### PARTS OF THE EXERCISE
[a] Can you reproduce, word for word, the stretch of the Google Translate article from "However, in practice, many" through "at UCLA Health."?
[b] Could you resume the article on Google Translate's accuracy with medical instructions, starting after its final sentence?

### DOCUMENT PASSAGE
"""
Google Translate still isn’t reliable enough to use for medical instructions for people who don’t speak English, according to a new study published last week. Sometimes, it works: it was the most accurate when translating emergency department discharge instructions into Spanish. But a lot of the time, especially with less common languages, it doesn’t — the study found it was only 55 percent accurate for Armenian. That’s a big problem when it comes to health information, where any misunderstanding can be dangerous.
“All you need is one error that creates confusion for a patient, and they don’t take their blood thinner or they take too much of their blood thinner,” says study author Lisa Diamond, a health disparities researcher at Memorial Sloan Kettering Cancer Center in New York. “And you end up with medical emergency.”
“All you need is one error that creates confusion for a patient”
Federal guidelines say that hospitals and health care organizations have to provide interpreters and translators for patients who don’t speak English. The guidelines are designed to fill a vital need — these patients are at a higher risk of medical complications because they may not understand instructions given by their doctors.
However, in practice, many hospitals don’t offer interpreters to every patient who needs one — they’re expensive, and many health care groups struggle with the cost. Even if a hospital does have interpreters on staff or a subscription to a phone interpreting service for verbal communication, they’re less likely to have a way to translate written instructions. “There’s a clear gap in the ability to provide written information for patients,” says study author Breena Taira, an associate professor of clinical emergency medicine at UCLA Health.
It’s become common for doctors to resort to Google Translate in medical settings, Taira says. “You can imagine that a well-meaning emergency department provider thinking, ‘I really want to provide my patient with instructions in their own language, and my hospital doesn’t have a mechanism to do this — why don’t I use this automated translation software,” she says.
The new study evaluated 400 emergency department discharge instructions translated by Google Translate into seven different languages: Spanish, Chinese, Vietnamese, Tagalog, Korean, Armenian, and Farsi. Native speakers read the translations and evaluated their accuracy. Overall, the translated instructions were over 80 percent accurate.
That’s an improvement from 2014, when an analysis found that Google Translate was less than 60 percent accurate for medical information. Google Translate improved in 2016, when it started using a new algorithm — since then, one 2019 study found that it can be over 90 percent accurate in Spanish.
"""
### GIVEN DATA
"""
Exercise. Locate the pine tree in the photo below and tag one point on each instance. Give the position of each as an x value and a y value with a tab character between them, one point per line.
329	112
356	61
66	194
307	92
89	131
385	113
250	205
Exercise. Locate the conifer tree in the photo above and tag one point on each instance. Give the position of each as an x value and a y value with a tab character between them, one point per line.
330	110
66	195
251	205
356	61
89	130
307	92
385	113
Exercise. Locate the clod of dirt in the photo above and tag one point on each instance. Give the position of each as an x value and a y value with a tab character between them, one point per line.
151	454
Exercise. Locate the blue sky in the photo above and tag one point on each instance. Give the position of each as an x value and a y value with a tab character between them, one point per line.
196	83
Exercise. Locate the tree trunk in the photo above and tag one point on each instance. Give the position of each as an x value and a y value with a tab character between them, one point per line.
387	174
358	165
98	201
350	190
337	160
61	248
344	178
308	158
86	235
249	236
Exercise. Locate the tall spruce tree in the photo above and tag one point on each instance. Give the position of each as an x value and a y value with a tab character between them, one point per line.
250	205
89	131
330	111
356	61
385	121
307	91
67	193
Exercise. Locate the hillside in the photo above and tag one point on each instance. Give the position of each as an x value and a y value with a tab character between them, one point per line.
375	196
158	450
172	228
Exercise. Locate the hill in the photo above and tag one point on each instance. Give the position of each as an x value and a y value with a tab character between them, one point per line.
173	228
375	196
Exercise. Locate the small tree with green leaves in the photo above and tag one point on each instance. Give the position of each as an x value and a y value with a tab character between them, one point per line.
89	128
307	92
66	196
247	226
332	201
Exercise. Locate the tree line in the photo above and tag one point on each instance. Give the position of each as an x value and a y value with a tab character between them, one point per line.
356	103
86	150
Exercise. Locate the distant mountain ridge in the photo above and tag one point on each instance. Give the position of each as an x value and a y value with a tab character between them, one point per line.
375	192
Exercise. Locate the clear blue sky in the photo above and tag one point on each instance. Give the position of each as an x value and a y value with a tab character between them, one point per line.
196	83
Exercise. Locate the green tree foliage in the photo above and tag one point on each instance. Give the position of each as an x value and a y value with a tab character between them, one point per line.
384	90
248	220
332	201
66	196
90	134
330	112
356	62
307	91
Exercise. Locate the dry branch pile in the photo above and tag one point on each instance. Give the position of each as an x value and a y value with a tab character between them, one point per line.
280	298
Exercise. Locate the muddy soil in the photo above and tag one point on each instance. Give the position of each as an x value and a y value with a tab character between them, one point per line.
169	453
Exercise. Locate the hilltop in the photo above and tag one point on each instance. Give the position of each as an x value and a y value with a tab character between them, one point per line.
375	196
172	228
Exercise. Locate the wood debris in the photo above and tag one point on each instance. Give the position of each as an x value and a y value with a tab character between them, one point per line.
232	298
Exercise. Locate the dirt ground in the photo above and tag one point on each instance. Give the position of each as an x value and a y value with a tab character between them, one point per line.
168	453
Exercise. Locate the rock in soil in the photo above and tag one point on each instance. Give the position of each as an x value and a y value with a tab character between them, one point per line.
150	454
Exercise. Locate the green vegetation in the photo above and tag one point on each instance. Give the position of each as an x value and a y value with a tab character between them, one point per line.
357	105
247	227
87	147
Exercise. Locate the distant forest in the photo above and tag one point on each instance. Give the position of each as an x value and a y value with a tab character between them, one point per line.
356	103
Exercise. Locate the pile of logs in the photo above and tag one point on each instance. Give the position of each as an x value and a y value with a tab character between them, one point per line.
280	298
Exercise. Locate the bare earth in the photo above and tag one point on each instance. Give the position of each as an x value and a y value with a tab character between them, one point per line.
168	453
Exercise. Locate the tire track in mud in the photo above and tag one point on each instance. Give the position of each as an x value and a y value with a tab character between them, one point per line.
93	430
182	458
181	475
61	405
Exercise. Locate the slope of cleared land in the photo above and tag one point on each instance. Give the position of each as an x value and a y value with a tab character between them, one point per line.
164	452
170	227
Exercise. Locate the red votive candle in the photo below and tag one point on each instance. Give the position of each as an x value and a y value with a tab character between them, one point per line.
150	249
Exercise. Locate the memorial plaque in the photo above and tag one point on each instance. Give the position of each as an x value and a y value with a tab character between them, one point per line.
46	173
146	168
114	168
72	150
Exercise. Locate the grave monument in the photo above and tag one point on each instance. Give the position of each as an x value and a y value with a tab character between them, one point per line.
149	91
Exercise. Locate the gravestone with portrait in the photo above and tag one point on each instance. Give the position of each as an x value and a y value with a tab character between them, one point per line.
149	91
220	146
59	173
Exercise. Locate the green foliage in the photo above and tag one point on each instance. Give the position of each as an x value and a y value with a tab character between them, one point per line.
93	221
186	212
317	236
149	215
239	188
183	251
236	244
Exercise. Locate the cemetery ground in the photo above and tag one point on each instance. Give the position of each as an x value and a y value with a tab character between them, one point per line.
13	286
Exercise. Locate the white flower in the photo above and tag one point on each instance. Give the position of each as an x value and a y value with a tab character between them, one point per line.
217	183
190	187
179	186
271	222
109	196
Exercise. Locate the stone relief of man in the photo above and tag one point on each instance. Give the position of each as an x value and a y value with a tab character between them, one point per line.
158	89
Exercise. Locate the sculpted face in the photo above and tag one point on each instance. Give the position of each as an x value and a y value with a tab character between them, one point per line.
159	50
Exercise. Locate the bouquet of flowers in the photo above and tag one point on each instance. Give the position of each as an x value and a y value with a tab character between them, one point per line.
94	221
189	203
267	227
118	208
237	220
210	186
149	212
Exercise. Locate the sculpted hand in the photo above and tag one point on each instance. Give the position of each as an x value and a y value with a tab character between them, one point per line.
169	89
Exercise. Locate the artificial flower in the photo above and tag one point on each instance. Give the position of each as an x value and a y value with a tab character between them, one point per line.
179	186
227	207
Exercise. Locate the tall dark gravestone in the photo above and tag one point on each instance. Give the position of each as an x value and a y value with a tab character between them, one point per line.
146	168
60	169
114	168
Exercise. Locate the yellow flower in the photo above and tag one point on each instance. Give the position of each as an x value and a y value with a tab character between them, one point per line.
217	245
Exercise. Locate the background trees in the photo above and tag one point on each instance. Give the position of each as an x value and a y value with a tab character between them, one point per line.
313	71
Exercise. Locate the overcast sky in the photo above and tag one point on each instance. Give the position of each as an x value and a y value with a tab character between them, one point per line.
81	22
"""
### YOUR RESPONSES
[a]
However, in practice, many hospitals don’t offer interpreters to every patient who needs one — they’re expensive, and many health care groups struggle with the cost. Even if a hospital does have interpreters on staff or a subscription to a phone interpreting service for verbal communication, they’re less likely to have a way to translate written instructions. “There’s a clear gap in the ability to provide written information for patients,” says study author Breena Taira, an associate professor of clinical emergency medicine at UCLA Health.

[b]
But the new analysis also found that accuracy varied between languages. Like the 2019 study, it found that Google Translate was over 90 percent accurate for Spanish. Tagalog, Korean, and Chinese had accuracy rates ranging from 80 to 90 percent. There was a big drop-off for Farsi, which had a 67 percent accuracy, and Armenian, which had a 55 percent accuracy. In one example, Google Translate turned “You can take over the counter ibuprofen as needed for pain” into Armenian as “You may take anti-tank missile as much as you need for pain.”
“You may take anti-tank missile as much as you need for pain”
Even languages like Spanish and Chinese that were usually accurate could have Google Translate errors that could confuse patients. An instruction for a patient taking the blood-thinning medication Coumadin read “Your Coumadin level was too high today. Do not take any more Coumadin until your doctor reviews the results.” It was translated into Chinese as “Your soybean level was too high today. Do not take anymore soybean until your doctor reviews the results.”
One of the main problems with relying on machine translation is that it can’t account for context, Diamond says. The program might not recognize that a word is the name of a medication, for example. “It loses the meaning of what you’re trying to say,” she says.
Eventually, machine translation programs might improve to the point where they can accurately and safely translate medical information. But based on the way they work now, they aren’t a good approach.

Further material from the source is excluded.